**DIRECTIONS:** Please give back each line of the listing below that contains the word "visible"; a match must agree in case.
### LISTED ENTRIES ###
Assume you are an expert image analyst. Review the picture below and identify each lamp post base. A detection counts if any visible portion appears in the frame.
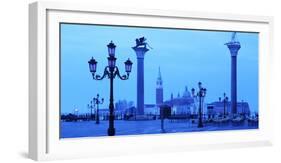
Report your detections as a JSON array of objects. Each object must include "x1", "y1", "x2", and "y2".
[{"x1": 107, "y1": 128, "x2": 115, "y2": 136}]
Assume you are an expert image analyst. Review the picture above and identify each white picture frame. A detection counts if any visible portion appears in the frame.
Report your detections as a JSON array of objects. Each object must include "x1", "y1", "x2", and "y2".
[{"x1": 29, "y1": 2, "x2": 275, "y2": 160}]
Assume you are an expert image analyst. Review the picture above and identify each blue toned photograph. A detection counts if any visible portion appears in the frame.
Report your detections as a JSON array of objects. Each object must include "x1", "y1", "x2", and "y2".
[{"x1": 60, "y1": 23, "x2": 259, "y2": 138}]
###
**EXERCISE RESPONSE:**
Assume you are an expert image analyst. Review the picture below and identify each lamp post base. A detection counts if any visible portion appears in the frame.
Assume you are an expert image analyst. Review the picture above and identify each white picture frame. A detection counts if any visible portion appears in the frame.
Assume you are an expert image analyst. Review the picture above and identify each blue toned photograph. A detection counts if any visible portion appears in the frame.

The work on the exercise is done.